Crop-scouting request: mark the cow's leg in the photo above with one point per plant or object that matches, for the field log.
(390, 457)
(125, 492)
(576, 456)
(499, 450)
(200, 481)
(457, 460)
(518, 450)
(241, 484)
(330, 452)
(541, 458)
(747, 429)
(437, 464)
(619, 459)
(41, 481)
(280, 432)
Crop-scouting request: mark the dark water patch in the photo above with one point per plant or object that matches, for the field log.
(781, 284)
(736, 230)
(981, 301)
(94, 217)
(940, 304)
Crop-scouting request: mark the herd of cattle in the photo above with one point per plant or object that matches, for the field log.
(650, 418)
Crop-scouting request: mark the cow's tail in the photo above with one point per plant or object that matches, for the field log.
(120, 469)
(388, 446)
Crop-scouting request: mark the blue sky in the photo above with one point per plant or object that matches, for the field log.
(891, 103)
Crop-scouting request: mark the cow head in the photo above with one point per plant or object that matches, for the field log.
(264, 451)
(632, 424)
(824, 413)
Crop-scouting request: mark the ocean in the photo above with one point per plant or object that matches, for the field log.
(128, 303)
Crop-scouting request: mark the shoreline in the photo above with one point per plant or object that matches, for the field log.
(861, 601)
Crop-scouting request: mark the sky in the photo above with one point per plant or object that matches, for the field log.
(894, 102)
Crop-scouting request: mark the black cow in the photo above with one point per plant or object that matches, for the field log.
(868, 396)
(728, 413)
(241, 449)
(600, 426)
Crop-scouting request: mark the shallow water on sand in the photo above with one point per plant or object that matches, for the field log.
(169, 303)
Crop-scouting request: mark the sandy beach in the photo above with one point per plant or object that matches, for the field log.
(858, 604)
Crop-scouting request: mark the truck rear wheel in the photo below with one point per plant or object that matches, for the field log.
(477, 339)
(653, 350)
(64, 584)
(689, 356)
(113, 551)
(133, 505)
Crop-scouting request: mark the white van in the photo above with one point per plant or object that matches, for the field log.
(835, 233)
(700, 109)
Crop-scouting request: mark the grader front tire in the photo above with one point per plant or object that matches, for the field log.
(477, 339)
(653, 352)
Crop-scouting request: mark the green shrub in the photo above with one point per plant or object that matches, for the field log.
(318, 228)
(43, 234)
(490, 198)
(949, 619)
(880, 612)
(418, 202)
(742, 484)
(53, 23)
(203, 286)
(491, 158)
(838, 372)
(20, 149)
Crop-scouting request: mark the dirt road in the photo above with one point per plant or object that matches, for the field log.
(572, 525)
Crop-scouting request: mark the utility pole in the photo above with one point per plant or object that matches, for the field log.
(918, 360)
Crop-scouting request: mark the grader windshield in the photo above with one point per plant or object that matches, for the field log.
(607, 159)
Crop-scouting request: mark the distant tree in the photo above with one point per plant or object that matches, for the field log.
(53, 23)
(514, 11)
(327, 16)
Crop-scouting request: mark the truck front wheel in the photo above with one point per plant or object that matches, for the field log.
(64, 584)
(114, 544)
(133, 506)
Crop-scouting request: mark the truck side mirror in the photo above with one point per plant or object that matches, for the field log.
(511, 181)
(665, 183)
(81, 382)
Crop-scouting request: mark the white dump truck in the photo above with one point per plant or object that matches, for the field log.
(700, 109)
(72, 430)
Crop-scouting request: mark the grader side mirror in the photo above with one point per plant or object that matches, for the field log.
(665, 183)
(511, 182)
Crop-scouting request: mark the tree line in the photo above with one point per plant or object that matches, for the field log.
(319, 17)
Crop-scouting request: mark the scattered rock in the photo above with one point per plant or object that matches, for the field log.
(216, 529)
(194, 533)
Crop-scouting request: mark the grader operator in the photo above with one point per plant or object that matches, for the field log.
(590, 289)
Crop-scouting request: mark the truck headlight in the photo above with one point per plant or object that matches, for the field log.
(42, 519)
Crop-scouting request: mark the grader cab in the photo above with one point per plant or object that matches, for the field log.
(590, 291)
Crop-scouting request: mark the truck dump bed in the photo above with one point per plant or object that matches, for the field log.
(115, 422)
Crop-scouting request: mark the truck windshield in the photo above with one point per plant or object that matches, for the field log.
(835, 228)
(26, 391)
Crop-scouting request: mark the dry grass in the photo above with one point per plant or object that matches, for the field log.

**STATED GOAL**. Quote, without any change, each line from the one that contains "Crop-scouting request: mark the utility" through the end of the material.

**RESPONSE TO THE EXERCISE**.
Crop-scouting request: mark the utility pole in the photo above with one point per plant or object that matches, for the field log.
(918, 360)
Crop-scouting request: mark the grader windshield in the photo above with one point per plant or object that matches, for the field log.
(607, 159)
Crop-scouting request: mark the distant tree in the photo above with one point per plant or object that matches, for the field log.
(53, 23)
(514, 11)
(327, 16)
Crop-scouting request: mark the truck front wheel in the photo above with one point per plant or object that matches, for the field log.
(64, 584)
(114, 544)
(133, 506)
Crop-scouting request: mark the truck side mirror in the photo above with one point per plant or object that matches, for the field log.
(511, 181)
(665, 183)
(81, 382)
Crop-scouting request: mark the white dump truck in the photo above with one point per plant or object that matches, for the field log.
(700, 109)
(72, 430)
Crop-scouting request: mark the grader side mirror in the photo above with one point per plant or object that matches, for the field log.
(665, 183)
(511, 182)
Crop-scouting request: mark the tree line in the photo above with one point per plant or object that matches, for the field log.
(319, 17)
Crop-scouting request: mark the scattered rock in the photo above with one point per plant or object that matches, for the field log.
(216, 529)
(194, 533)
Crop-scouting request: mark the grader operator in the photo above with one point per plant or object that matches, for the field log.
(590, 289)
Crop-scouting request: mark the truck headlight in the photo above with one point per plant or object that matches, for the field log.
(42, 519)
Crop-scouting request: mark the grader cab in the photo above with one point per plant or object that matches, for the field log.
(590, 291)
Crop-scouting request: mark the truck dump bed in the photo above with one point per plant or object that matches, for the field log.
(115, 422)
Crop-scouting request: mark the truck windshield in the photo above with one point per plant or object that matches, for the field log.
(835, 228)
(26, 391)
Crop-scouting request: mark the dry grass in the photo above with one point per plant or object that matches, for the field log.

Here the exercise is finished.